▶ TASK INSTRUCTIONS: Set down a faithful copy of every record below, with no images.

Photo-based referring expression data

----------

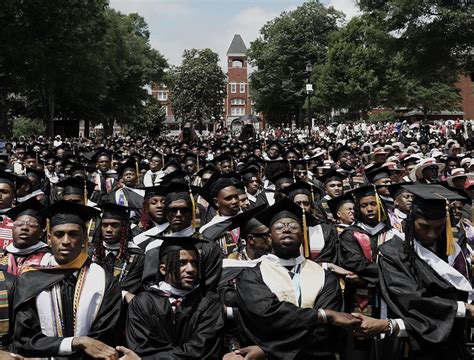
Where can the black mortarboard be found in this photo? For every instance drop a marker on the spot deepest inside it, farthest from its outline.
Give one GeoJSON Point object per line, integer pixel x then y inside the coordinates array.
{"type": "Point", "coordinates": [115, 211]}
{"type": "Point", "coordinates": [241, 220]}
{"type": "Point", "coordinates": [430, 200]}
{"type": "Point", "coordinates": [335, 154]}
{"type": "Point", "coordinates": [335, 203]}
{"type": "Point", "coordinates": [281, 209]}
{"type": "Point", "coordinates": [377, 174]}
{"type": "Point", "coordinates": [35, 173]}
{"type": "Point", "coordinates": [11, 179]}
{"type": "Point", "coordinates": [66, 212]}
{"type": "Point", "coordinates": [301, 187]}
{"type": "Point", "coordinates": [129, 164]}
{"type": "Point", "coordinates": [285, 208]}
{"type": "Point", "coordinates": [75, 186]}
{"type": "Point", "coordinates": [216, 183]}
{"type": "Point", "coordinates": [31, 207]}
{"type": "Point", "coordinates": [151, 191]}
{"type": "Point", "coordinates": [331, 175]}
{"type": "Point", "coordinates": [397, 189]}
{"type": "Point", "coordinates": [175, 243]}
{"type": "Point", "coordinates": [176, 176]}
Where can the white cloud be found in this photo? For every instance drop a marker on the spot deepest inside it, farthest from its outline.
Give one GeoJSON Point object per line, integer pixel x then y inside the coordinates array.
{"type": "Point", "coordinates": [348, 7]}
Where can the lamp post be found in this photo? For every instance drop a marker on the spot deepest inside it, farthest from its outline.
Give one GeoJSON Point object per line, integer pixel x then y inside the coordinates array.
{"type": "Point", "coordinates": [309, 91]}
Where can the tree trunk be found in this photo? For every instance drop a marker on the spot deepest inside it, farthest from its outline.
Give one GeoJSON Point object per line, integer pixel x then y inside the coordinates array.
{"type": "Point", "coordinates": [5, 129]}
{"type": "Point", "coordinates": [48, 107]}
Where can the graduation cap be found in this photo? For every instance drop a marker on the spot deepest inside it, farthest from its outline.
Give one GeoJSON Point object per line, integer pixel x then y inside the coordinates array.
{"type": "Point", "coordinates": [241, 220]}
{"type": "Point", "coordinates": [285, 208]}
{"type": "Point", "coordinates": [377, 174]}
{"type": "Point", "coordinates": [129, 164]}
{"type": "Point", "coordinates": [335, 203]}
{"type": "Point", "coordinates": [115, 211]}
{"type": "Point", "coordinates": [370, 190]}
{"type": "Point", "coordinates": [336, 154]}
{"type": "Point", "coordinates": [301, 187]}
{"type": "Point", "coordinates": [11, 179]}
{"type": "Point", "coordinates": [331, 175]}
{"type": "Point", "coordinates": [432, 202]}
{"type": "Point", "coordinates": [31, 207]}
{"type": "Point", "coordinates": [77, 186]}
{"type": "Point", "coordinates": [66, 212]}
{"type": "Point", "coordinates": [216, 183]}
{"type": "Point", "coordinates": [398, 189]}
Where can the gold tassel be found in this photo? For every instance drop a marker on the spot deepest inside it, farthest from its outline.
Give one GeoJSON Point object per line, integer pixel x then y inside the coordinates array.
{"type": "Point", "coordinates": [450, 248]}
{"type": "Point", "coordinates": [85, 192]}
{"type": "Point", "coordinates": [305, 237]}
{"type": "Point", "coordinates": [193, 203]}
{"type": "Point", "coordinates": [382, 216]}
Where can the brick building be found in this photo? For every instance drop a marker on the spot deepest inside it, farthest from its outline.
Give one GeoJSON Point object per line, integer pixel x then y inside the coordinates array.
{"type": "Point", "coordinates": [237, 103]}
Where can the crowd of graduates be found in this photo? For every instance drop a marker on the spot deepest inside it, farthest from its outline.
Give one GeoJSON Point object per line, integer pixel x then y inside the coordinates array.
{"type": "Point", "coordinates": [348, 244]}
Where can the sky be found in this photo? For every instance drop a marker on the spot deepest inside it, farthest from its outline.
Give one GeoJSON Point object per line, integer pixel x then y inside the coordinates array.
{"type": "Point", "coordinates": [176, 25]}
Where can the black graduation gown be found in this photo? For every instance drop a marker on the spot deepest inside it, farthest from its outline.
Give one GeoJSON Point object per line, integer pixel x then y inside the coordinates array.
{"type": "Point", "coordinates": [7, 312]}
{"type": "Point", "coordinates": [154, 331]}
{"type": "Point", "coordinates": [283, 330]}
{"type": "Point", "coordinates": [210, 256]}
{"type": "Point", "coordinates": [29, 341]}
{"type": "Point", "coordinates": [128, 272]}
{"type": "Point", "coordinates": [425, 302]}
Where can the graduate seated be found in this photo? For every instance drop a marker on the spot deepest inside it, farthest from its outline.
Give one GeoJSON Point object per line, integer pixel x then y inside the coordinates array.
{"type": "Point", "coordinates": [289, 304]}
{"type": "Point", "coordinates": [176, 319]}
{"type": "Point", "coordinates": [71, 306]}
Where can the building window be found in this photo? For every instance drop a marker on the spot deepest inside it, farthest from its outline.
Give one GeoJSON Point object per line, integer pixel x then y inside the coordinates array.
{"type": "Point", "coordinates": [237, 64]}
{"type": "Point", "coordinates": [237, 111]}
{"type": "Point", "coordinates": [162, 95]}
{"type": "Point", "coordinates": [237, 101]}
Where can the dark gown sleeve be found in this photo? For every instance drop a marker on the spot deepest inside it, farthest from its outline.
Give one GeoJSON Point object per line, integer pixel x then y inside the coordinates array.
{"type": "Point", "coordinates": [104, 328]}
{"type": "Point", "coordinates": [428, 314]}
{"type": "Point", "coordinates": [211, 262]}
{"type": "Point", "coordinates": [30, 341]}
{"type": "Point", "coordinates": [329, 253]}
{"type": "Point", "coordinates": [280, 328]}
{"type": "Point", "coordinates": [353, 259]}
{"type": "Point", "coordinates": [143, 332]}
{"type": "Point", "coordinates": [133, 281]}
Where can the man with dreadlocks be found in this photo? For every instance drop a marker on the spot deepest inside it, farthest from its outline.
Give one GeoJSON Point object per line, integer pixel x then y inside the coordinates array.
{"type": "Point", "coordinates": [176, 319]}
{"type": "Point", "coordinates": [116, 253]}
{"type": "Point", "coordinates": [424, 280]}
{"type": "Point", "coordinates": [358, 254]}
{"type": "Point", "coordinates": [179, 208]}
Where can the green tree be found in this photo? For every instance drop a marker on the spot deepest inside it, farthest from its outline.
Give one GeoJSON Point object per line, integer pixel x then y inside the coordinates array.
{"type": "Point", "coordinates": [198, 87]}
{"type": "Point", "coordinates": [130, 64]}
{"type": "Point", "coordinates": [361, 72]}
{"type": "Point", "coordinates": [286, 45]}
{"type": "Point", "coordinates": [150, 120]}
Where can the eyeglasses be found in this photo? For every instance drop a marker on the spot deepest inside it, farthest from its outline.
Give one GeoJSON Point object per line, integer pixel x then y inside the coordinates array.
{"type": "Point", "coordinates": [26, 223]}
{"type": "Point", "coordinates": [293, 227]}
{"type": "Point", "coordinates": [183, 211]}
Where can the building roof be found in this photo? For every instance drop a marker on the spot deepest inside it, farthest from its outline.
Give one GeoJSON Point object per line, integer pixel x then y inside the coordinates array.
{"type": "Point", "coordinates": [237, 47]}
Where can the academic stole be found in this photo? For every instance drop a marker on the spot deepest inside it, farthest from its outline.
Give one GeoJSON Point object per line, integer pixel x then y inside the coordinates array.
{"type": "Point", "coordinates": [4, 311]}
{"type": "Point", "coordinates": [57, 307]}
{"type": "Point", "coordinates": [365, 296]}
{"type": "Point", "coordinates": [122, 267]}
{"type": "Point", "coordinates": [278, 280]}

----------

▶ ANSWER SPACE:
Where can the black mortarboard be found in this photo? For every instance drop a marker on the spot deepest inside it, farthest from its outline.
Give one GeoJSON Point object per line, integer pixel x then y inside the coordinates array.
{"type": "Point", "coordinates": [115, 211]}
{"type": "Point", "coordinates": [241, 220]}
{"type": "Point", "coordinates": [430, 200]}
{"type": "Point", "coordinates": [335, 154]}
{"type": "Point", "coordinates": [335, 203]}
{"type": "Point", "coordinates": [281, 209]}
{"type": "Point", "coordinates": [377, 174]}
{"type": "Point", "coordinates": [35, 173]}
{"type": "Point", "coordinates": [11, 179]}
{"type": "Point", "coordinates": [66, 212]}
{"type": "Point", "coordinates": [301, 187]}
{"type": "Point", "coordinates": [129, 164]}
{"type": "Point", "coordinates": [285, 208]}
{"type": "Point", "coordinates": [75, 186]}
{"type": "Point", "coordinates": [216, 183]}
{"type": "Point", "coordinates": [31, 207]}
{"type": "Point", "coordinates": [151, 191]}
{"type": "Point", "coordinates": [331, 175]}
{"type": "Point", "coordinates": [397, 189]}
{"type": "Point", "coordinates": [175, 243]}
{"type": "Point", "coordinates": [176, 176]}
Where can the white cloud be found in this photo? For every instance drop a marker on the spot deepest inside it, farthest from its outline.
Give one GeoJSON Point object per line, integer pixel x then y inside the coordinates array.
{"type": "Point", "coordinates": [348, 7]}
Where can the lamp post be found in this photo? For every instance drop a marker on the spot deepest inside it, farthest from its outline.
Give one GeoJSON Point object per line, integer pixel x then y inside the coordinates array.
{"type": "Point", "coordinates": [309, 91]}
Where can the tree trunk be found in this photo? For every instance drop a marker on the spot deepest inside it, farthest from its outline.
Give one GeoJSON Point object per line, integer pixel x then y inside the coordinates array.
{"type": "Point", "coordinates": [5, 129]}
{"type": "Point", "coordinates": [48, 107]}
Where can the graduation cap be found in this photo? For every instance drop a marker on the spot deepest inside it, farthest from its outline.
Give one GeoJSON Point object per line, integer pixel x then y inside the coordinates array.
{"type": "Point", "coordinates": [241, 220]}
{"type": "Point", "coordinates": [285, 208]}
{"type": "Point", "coordinates": [377, 174]}
{"type": "Point", "coordinates": [129, 164]}
{"type": "Point", "coordinates": [335, 203]}
{"type": "Point", "coordinates": [115, 211]}
{"type": "Point", "coordinates": [370, 190]}
{"type": "Point", "coordinates": [336, 154]}
{"type": "Point", "coordinates": [301, 187]}
{"type": "Point", "coordinates": [11, 179]}
{"type": "Point", "coordinates": [331, 175]}
{"type": "Point", "coordinates": [432, 202]}
{"type": "Point", "coordinates": [31, 207]}
{"type": "Point", "coordinates": [77, 186]}
{"type": "Point", "coordinates": [66, 212]}
{"type": "Point", "coordinates": [216, 183]}
{"type": "Point", "coordinates": [398, 189]}
Where can the gold tassel be found in this photo? For every instance drop a marker on the spot deepest inside it, farthest from its outline.
Give one GeoJSON Point object per line, integer pixel x then y inside the coordinates array.
{"type": "Point", "coordinates": [450, 248]}
{"type": "Point", "coordinates": [85, 192]}
{"type": "Point", "coordinates": [305, 237]}
{"type": "Point", "coordinates": [193, 203]}
{"type": "Point", "coordinates": [382, 216]}
Where can the brick building be found in this photo? For every instance drop a marker on the spot deepest inside it, farthest from its outline.
Give one GeoJSON Point object per line, integer pixel x then y inside the coordinates array.
{"type": "Point", "coordinates": [237, 103]}
Where can the crowd of graduates be found in this photo? For every instance drop a marker on the spot deepest inside it, farthest from its outline.
Give one GeoJSON Point object per line, integer pixel x then y inside the coordinates array.
{"type": "Point", "coordinates": [348, 244]}
Where can the sky be found in this photo? For every instance drop a marker on the spot deepest inside it, farthest from its outline.
Give one GeoJSON Point object per line, integer pixel x then y inside the coordinates array.
{"type": "Point", "coordinates": [176, 25]}
Where can the black graduation gown be found in this photo? For every instance drop a marker on the spot deepest inside it, farthest from its outline.
Give one GeoJSON Point object per line, integer pixel x then y inside the coordinates array.
{"type": "Point", "coordinates": [7, 312]}
{"type": "Point", "coordinates": [154, 331]}
{"type": "Point", "coordinates": [283, 330]}
{"type": "Point", "coordinates": [210, 256]}
{"type": "Point", "coordinates": [29, 341]}
{"type": "Point", "coordinates": [128, 272]}
{"type": "Point", "coordinates": [425, 302]}
Where can the graduate seated be found in this photo? For every instance drop a marker on the spot deepest inside it, farthest from its outline.
Give one GeoJSON Point object per line, integer pixel x then y inside the coordinates array.
{"type": "Point", "coordinates": [289, 304]}
{"type": "Point", "coordinates": [176, 319]}
{"type": "Point", "coordinates": [71, 306]}
Where can the building window be found in this photo? For every instance drop a marker on the spot deepest inside it, farthest from its outline.
Give one GeoJSON Point object per line, integer pixel x then y inside the coordinates array.
{"type": "Point", "coordinates": [237, 64]}
{"type": "Point", "coordinates": [237, 111]}
{"type": "Point", "coordinates": [162, 95]}
{"type": "Point", "coordinates": [237, 101]}
Where can the dark gown sleeve be found in this photo? For every instance drop a marker on the spot deepest inside it, farthest from its outline.
Give one GeoJSON Point object per line, integer pixel x then y inside the coordinates array.
{"type": "Point", "coordinates": [104, 328]}
{"type": "Point", "coordinates": [428, 314]}
{"type": "Point", "coordinates": [211, 262]}
{"type": "Point", "coordinates": [30, 341]}
{"type": "Point", "coordinates": [329, 253]}
{"type": "Point", "coordinates": [280, 328]}
{"type": "Point", "coordinates": [353, 259]}
{"type": "Point", "coordinates": [143, 332]}
{"type": "Point", "coordinates": [133, 281]}
Where can the man with dreadlocks be found in this photo? For every instance drop a marker on the spot deepest inside it, farthest from its outline.
Give one GeoJSON Point object per line, integer pixel x then y inside the coordinates array.
{"type": "Point", "coordinates": [176, 319]}
{"type": "Point", "coordinates": [116, 253]}
{"type": "Point", "coordinates": [424, 280]}
{"type": "Point", "coordinates": [358, 254]}
{"type": "Point", "coordinates": [179, 208]}
Where can the green tree be found in this photo? For every instance drop a marker on the spot deepest inside it, farthest from its outline.
Give one GeoJSON Point object per line, integer pixel x then y inside the coordinates array.
{"type": "Point", "coordinates": [198, 87]}
{"type": "Point", "coordinates": [130, 64]}
{"type": "Point", "coordinates": [361, 72]}
{"type": "Point", "coordinates": [286, 45]}
{"type": "Point", "coordinates": [150, 120]}
Where can the eyeglasses be found in this photo? For every instance drop a marker on the spot deepest inside it, farthest from its outline.
Give one GeoJSON Point object per line, integer pixel x then y inside the coordinates array.
{"type": "Point", "coordinates": [26, 223]}
{"type": "Point", "coordinates": [293, 227]}
{"type": "Point", "coordinates": [183, 211]}
Where can the building roof be found in this photo? For every instance drop a marker on the spot deepest inside it, farthest from its outline.
Give one GeoJSON Point object per line, integer pixel x then y inside the coordinates array.
{"type": "Point", "coordinates": [237, 47]}
Where can the academic stole be found in this photo? For every instance drop a marker on the spot deepest inside it, farthest from its outline.
Give one GeoJSON Point object per line, integer pixel x then y inside the coordinates array.
{"type": "Point", "coordinates": [4, 311]}
{"type": "Point", "coordinates": [57, 307]}
{"type": "Point", "coordinates": [365, 296]}
{"type": "Point", "coordinates": [122, 267]}
{"type": "Point", "coordinates": [278, 280]}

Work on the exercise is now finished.